Source passage
■ ■ ■ ■ ■
Grants, funds, support. In particular, Easton grants. 
Denise Parker did a great job easing the tension between Easton and the USAA. Our former CEO did nothing to encourage any support. From what I hear there were many groups that wanted to support the USAA but refused to deal with someone as incompetent as our ex-director. Case in point; Easton used to support the NAA at $50,000 per year as a USAT and NAA Championship Tournament Sponsor. During the last several years, that sponsorship dropped to $5000 per year. If that is not a sign of contempt on Easton’s side, I don’t know what is. And it was a sign of desperation by the USAA Board to allow it to happen. Now, our current Interim CEO has a historically good relationship with the Easton family and I am sure since the company knows her ethics, knowledge and desire she was able to turn Eaton around to beginning a trusting relationship again. The “no strings attached” grant is a sign of her efforts and I thank her for that as well as commend her efforts. Good job DP!  As for the college grant…our ex-CEO was supposed to make sure groups were to write and request financial support from the Easton Foundation via through him. Loretta decided to bypass our beloved Ex and submit the grant directly and received the support she requested. I am not sure if she received all of it, but God Bless her for taking the initiative going directly to the foundation and receiving such a gracious grant. Thank you Loretta for having the foresight to get this grant for the College division. 

This board is one of the more logical thinking, hard working and thoughtful group the USAA has had in a very long time. Most of the decisions made so far have been a huge step in the right direction in helping archers of all levels to enjoy the sport we so love. There is becoming less dissention among the groups and this is good for the archers, the sport and the organization. It appears that the Board is giving Lee another chance but with better support for him. Infrastructure is very critical for a successful program and that is just what the USAA is trying to accomplish.


----------



## jfishofco (Mar 14, 2007)

That was very well put Rick. What is past is past let's all move on to the future!! It looks like DP is off to a great start...


----------



## pencarrow (Oct 3, 2003)

A big THANK YOU to EASTON for the grants, and all the folks involved in getting them. However they,EASTON, does have an obvious vested interest. Just out of curiosity, and in the name of "transparency", what other Corporate grants,sponsors, contribute to USAA/NAA?


----------



## Jason22 (Aug 16, 2008)

Keep up the good work Denise. :thumbs_up


----------



## Rick McKinney (Mar 4, 2008)

I received a note from our ex-HPD explaining about taking the Manager’s position in several events. He was encouraged to take those positions by those who were in charge. He felt that the Manager’s position is no picnic which I agree. However, this is just a simple example of perceptions that could have been thwarted if there was more transparency. Archers were upset and the ex-HPD really did not want to be in those positions, but felt obligated to satisfy the powers above. 

Years ago we had an educational program in place where if a person wanted to become a manager they would work their way up through the system through a network of checks and balances. The program was very successful. However, some were able to circumvent the system in which they usually ended up failing and causing stress all around. They had little experience and you are dealing with some real pressure packed groups of archers who were trying to focus on the championship event. Several of these “managers” received horrible critiques and most were so upset with how things went that they vowed never to be a manager again. It’s sad because some of them could have developed into great managers. There was a reason for the system but today it no longer exists.
■ ■ ■ ■ ■
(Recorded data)
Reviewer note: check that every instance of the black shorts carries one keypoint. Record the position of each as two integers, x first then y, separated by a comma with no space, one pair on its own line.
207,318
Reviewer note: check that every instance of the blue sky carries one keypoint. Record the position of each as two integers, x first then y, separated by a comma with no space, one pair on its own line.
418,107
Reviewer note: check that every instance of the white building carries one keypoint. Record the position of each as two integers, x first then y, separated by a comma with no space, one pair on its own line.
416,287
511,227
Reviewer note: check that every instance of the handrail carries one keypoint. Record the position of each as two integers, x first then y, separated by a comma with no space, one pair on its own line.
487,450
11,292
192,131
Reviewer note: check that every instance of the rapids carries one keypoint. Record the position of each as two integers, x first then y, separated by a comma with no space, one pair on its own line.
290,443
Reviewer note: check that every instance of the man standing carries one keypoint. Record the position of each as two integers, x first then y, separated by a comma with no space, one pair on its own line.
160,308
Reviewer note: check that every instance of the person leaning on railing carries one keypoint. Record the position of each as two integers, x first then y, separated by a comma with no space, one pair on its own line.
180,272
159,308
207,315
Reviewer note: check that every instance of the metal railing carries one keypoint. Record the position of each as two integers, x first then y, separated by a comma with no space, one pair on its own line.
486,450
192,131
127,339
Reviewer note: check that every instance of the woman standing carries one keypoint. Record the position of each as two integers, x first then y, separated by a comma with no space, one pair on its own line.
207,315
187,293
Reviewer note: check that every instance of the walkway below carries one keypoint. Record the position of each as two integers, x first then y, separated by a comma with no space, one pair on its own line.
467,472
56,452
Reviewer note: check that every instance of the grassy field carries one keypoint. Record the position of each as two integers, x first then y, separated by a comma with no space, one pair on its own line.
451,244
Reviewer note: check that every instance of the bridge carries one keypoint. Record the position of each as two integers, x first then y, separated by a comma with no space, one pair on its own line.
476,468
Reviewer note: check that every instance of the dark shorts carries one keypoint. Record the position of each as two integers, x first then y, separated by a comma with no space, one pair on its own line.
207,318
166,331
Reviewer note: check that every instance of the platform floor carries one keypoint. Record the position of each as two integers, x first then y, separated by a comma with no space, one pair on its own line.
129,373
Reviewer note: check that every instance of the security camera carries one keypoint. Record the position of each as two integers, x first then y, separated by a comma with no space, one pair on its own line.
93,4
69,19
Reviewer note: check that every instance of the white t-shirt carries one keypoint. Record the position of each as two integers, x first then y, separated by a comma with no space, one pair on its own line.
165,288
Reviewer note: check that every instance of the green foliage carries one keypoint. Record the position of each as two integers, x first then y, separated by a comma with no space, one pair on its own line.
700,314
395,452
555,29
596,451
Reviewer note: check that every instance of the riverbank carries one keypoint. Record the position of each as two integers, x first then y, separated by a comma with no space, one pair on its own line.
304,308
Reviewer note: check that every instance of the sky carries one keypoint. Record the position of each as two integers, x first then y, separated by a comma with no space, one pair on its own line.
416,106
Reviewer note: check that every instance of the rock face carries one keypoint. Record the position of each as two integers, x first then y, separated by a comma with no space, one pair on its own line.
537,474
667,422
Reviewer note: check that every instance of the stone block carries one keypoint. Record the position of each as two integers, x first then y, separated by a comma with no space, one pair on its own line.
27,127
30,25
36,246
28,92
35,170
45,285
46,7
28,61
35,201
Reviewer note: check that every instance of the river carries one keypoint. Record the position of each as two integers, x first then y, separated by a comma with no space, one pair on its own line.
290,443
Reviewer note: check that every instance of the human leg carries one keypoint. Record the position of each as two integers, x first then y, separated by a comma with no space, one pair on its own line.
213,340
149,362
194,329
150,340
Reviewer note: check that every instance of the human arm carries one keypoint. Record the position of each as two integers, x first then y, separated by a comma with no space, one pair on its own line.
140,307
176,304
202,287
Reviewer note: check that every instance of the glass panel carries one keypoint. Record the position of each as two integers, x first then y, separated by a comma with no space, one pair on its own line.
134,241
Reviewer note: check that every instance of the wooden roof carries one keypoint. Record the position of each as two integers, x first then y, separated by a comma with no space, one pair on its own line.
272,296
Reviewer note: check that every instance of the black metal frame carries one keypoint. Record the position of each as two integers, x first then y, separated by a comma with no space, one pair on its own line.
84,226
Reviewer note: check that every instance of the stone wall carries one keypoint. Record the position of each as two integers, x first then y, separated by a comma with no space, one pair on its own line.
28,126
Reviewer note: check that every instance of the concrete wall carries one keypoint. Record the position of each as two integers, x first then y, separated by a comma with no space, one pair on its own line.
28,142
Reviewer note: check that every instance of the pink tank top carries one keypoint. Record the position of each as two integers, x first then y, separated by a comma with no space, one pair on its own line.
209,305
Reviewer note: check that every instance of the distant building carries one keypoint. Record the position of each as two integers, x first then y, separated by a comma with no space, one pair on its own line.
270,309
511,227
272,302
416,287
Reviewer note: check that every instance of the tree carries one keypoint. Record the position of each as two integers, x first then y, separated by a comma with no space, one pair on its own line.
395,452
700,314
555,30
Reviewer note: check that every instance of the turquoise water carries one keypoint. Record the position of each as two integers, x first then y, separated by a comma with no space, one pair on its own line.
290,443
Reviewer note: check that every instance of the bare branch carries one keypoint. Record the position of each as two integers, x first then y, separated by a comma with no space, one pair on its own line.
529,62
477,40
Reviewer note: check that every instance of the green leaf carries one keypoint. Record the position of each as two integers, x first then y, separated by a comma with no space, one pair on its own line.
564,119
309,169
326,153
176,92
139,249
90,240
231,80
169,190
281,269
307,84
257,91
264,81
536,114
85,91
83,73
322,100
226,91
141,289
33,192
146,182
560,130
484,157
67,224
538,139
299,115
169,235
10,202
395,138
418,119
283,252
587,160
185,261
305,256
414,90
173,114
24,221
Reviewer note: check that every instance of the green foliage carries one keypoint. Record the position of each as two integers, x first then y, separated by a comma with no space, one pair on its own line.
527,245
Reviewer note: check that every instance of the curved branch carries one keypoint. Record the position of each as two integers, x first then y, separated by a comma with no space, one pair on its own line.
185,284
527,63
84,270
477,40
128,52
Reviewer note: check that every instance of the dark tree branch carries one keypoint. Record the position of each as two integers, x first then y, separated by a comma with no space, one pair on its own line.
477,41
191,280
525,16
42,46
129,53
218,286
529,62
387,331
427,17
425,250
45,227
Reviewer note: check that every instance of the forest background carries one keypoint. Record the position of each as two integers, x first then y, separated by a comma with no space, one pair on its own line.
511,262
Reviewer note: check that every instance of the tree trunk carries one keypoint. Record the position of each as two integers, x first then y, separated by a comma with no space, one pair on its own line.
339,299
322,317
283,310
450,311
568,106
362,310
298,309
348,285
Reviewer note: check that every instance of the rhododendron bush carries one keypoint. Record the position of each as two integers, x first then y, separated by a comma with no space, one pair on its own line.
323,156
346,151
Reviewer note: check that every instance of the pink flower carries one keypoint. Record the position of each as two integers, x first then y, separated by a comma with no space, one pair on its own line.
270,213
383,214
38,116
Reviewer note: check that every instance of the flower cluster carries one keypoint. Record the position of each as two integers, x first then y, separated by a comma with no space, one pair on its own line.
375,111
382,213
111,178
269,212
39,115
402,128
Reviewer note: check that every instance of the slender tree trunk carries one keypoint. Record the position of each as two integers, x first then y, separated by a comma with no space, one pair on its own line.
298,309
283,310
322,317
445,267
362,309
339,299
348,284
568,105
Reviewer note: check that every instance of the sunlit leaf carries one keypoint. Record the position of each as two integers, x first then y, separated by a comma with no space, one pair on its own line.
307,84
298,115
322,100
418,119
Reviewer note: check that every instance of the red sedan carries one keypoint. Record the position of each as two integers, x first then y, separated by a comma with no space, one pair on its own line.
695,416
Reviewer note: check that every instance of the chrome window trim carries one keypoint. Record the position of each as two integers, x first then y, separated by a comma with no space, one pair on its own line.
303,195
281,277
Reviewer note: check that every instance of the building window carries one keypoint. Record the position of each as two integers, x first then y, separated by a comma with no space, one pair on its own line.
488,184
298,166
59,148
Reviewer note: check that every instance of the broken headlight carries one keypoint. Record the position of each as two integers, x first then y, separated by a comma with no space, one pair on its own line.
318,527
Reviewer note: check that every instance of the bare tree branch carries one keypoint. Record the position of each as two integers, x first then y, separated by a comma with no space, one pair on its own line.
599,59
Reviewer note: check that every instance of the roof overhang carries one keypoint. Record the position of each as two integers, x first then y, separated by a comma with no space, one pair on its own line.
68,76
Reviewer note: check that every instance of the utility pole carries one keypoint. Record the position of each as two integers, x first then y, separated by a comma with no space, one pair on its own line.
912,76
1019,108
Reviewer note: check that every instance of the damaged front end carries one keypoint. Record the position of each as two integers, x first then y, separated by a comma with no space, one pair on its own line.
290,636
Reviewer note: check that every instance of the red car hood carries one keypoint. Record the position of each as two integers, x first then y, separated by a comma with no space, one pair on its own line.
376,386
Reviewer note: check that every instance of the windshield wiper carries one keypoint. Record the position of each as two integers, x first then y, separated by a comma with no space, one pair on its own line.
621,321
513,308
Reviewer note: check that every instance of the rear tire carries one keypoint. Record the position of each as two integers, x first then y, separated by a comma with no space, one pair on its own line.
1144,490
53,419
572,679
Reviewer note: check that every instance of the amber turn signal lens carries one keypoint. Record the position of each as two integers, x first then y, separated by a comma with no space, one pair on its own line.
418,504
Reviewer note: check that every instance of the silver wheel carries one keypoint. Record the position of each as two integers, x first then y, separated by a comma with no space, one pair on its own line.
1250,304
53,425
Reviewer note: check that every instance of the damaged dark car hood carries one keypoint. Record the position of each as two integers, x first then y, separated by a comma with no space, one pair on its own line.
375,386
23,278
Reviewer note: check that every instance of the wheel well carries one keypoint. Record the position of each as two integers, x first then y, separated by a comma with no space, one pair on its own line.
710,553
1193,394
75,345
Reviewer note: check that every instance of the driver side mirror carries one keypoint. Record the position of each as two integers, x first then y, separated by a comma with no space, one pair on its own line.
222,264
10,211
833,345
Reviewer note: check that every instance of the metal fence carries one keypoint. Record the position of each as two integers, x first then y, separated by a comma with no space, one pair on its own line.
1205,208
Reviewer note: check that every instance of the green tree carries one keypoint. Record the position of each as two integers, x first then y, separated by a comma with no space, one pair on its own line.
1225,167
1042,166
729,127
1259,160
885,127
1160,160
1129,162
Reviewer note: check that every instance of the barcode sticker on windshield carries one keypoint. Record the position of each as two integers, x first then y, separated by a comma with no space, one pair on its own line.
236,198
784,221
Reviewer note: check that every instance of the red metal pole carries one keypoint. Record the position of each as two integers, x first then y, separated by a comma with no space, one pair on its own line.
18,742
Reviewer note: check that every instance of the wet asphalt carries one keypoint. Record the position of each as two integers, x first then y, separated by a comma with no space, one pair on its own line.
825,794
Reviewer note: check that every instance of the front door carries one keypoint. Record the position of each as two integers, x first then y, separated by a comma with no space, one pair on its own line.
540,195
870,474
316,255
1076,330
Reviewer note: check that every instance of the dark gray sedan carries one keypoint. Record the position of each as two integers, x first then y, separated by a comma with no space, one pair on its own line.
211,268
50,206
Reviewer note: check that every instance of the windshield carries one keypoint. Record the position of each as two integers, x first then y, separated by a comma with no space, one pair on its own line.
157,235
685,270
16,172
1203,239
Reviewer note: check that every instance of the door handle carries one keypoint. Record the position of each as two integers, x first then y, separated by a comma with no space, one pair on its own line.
■ ■ ■ ■ ■
Exercise instructions
a. Show each line of the listing that contains the word "white", treating uppercase and lowercase letters as different.
b. Carry on the archery forum thread from the point where it stops.
The listing has no connection to the archery forum thread.

Results of the tasks
a.
Reviewer note: check that every instance of the white building carries one keypoint. Record the position of each as two integers, x first then y, separated by a comma with no space, one pair on its own line.
Reviewer note: check that every instance of the white t-shirt carries one keypoint. Record the position of each as two integers, x first then y, separated by a comma with no space, one pair on its own line.

b.
pencarrow said:


> Just out of curiosity, and in the name of "transparency", what other Corporate grants,sponsors, contribute to USAA/NAA?


Grants, funds and donations have been very sparse and minimal over the past 12 years. Most sponsors who are listed on our current USAT Sponsor program are USOC sponsors who give “discounts” on their items such as plane tickets or clothing. Even most of the archery manufacturers do not give money, only “discounts” to USAT team members on product. Hardly any cash has been involved that I am aware of, mostly VIK (value in kind or product support). It is a very sad state of affairs, but Denise should be able to turn it around rather quickly if given the chance. Her outstanding reputation should open several doors for those manufacturers who would be interested in participating.


----------



## comp1 (Dec 18, 2007)

So Rick Why do you not put some of your MO JO into the fund raising arena. What is good for the NAA should be very good for your endeavors.


----------



## Rick McKinney (Mar 4, 2008)

comp1 said:


> So Rick Why do you not put some of your MO JO into the fund raising arena. What is good for the NAA should be very good for your endeavors.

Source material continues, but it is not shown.